Put the listing below into a Markdown table with the columns Row and Line, starting at its first line and ending at the line that contains "[[479, 188, 535, 251]]". Number each row and leave out blank lines.

Entries provided »
↓

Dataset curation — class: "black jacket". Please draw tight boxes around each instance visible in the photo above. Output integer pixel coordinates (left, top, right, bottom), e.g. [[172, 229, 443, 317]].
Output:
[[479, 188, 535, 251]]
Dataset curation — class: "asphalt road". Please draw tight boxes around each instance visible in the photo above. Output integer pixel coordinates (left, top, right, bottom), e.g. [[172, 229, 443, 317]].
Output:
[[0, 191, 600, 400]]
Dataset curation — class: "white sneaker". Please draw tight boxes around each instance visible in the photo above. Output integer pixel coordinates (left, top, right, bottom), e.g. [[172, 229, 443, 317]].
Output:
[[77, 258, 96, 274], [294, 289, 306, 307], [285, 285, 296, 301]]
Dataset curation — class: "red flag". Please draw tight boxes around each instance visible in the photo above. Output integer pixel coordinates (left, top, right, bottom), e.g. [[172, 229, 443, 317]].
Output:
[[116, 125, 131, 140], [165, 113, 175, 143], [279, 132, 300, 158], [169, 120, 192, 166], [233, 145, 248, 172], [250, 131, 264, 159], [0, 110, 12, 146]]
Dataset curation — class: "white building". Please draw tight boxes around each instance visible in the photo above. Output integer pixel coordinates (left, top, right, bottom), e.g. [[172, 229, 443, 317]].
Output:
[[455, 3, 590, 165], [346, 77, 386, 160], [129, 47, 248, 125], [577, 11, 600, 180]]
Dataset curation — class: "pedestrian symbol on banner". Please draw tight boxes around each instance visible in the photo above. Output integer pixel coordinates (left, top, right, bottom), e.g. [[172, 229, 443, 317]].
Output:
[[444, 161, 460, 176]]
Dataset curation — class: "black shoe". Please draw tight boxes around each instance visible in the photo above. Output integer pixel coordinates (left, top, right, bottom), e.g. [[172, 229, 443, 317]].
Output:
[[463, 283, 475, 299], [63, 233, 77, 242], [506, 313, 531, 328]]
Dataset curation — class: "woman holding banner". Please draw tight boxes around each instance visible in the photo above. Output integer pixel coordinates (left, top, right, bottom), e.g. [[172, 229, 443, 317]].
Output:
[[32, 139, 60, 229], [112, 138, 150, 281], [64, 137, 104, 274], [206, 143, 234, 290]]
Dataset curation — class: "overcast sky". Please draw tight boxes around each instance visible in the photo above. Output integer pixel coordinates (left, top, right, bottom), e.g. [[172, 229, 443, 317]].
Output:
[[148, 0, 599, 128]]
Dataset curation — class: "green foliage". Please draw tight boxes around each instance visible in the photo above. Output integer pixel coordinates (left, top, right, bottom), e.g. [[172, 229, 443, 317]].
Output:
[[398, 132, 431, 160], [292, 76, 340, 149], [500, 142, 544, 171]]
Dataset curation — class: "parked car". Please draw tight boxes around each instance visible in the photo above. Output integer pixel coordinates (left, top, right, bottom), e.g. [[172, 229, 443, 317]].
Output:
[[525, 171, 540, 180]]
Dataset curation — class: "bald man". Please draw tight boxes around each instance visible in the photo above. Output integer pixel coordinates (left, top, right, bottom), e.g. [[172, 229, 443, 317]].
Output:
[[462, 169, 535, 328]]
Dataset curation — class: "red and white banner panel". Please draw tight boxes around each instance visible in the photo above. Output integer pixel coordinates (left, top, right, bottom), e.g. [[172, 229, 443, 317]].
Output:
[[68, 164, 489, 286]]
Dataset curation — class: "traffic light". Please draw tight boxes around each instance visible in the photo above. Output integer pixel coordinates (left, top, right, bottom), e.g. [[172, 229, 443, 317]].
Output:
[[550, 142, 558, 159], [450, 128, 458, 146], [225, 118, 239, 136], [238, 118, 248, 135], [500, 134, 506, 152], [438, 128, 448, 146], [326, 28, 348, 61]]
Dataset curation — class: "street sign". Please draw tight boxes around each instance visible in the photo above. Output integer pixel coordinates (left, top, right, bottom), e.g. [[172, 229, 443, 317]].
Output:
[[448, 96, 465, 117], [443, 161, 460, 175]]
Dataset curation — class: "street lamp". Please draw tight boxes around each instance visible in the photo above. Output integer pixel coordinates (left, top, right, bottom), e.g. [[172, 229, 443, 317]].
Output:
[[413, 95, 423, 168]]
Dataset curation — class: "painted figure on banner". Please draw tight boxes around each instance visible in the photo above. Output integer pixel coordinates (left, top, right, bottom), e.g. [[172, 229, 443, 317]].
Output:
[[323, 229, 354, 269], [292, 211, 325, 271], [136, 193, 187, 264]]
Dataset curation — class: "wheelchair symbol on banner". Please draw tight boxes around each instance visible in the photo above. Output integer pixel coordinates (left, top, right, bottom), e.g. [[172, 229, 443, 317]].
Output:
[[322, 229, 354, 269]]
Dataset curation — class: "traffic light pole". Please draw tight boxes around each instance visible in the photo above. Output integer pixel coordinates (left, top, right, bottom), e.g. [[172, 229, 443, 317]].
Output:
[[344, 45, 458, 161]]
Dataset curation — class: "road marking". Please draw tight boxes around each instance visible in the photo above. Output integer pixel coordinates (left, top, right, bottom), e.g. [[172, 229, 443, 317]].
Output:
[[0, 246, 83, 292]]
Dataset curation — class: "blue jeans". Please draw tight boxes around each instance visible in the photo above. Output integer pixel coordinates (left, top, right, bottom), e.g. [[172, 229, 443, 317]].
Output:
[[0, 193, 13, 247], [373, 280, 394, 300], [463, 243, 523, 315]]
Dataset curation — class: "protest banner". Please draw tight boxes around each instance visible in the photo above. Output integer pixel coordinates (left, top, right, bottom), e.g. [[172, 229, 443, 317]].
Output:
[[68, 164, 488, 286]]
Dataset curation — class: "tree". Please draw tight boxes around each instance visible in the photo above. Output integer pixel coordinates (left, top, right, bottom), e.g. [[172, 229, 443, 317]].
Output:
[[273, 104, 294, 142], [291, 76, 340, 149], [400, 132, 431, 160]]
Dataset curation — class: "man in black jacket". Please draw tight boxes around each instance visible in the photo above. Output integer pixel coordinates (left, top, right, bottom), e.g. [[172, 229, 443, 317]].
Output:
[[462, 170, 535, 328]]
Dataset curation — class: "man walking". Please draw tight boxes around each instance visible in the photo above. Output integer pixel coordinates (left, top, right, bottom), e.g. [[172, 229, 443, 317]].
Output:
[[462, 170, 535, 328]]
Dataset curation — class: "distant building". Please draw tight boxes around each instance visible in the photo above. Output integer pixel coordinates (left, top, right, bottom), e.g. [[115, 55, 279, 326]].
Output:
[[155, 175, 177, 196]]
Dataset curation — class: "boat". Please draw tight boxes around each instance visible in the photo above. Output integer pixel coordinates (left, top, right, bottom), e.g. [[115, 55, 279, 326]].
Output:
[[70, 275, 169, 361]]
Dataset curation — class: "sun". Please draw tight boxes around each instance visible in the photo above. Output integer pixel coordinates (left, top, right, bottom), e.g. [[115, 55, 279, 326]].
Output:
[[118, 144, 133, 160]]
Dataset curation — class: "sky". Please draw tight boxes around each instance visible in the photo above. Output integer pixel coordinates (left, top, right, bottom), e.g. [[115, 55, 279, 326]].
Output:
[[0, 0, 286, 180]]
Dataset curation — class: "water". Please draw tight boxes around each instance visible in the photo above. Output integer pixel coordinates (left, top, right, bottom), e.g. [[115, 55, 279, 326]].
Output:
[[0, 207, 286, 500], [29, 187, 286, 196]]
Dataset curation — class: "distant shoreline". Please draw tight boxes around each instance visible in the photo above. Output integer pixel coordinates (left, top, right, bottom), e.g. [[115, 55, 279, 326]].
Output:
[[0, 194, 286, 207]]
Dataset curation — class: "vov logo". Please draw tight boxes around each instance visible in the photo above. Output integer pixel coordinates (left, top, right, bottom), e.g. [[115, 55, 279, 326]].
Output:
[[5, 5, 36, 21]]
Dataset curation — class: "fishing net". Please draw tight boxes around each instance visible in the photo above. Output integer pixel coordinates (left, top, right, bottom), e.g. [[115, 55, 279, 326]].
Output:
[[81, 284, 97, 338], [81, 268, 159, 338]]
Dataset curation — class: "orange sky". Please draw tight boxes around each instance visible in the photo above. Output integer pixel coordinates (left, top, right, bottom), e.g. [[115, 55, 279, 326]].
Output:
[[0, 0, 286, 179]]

↑

Output for this task »
| Row | Line |
|---|---|
| 1 | Dataset curation — class: "black jacket". Please draw tight boxes around each instance visible in the photo above. Output integer pixel coordinates (left, top, right, bottom), e.g. [[172, 229, 443, 317]]. |
| 2 | Output: |
| 3 | [[479, 188, 535, 251]] |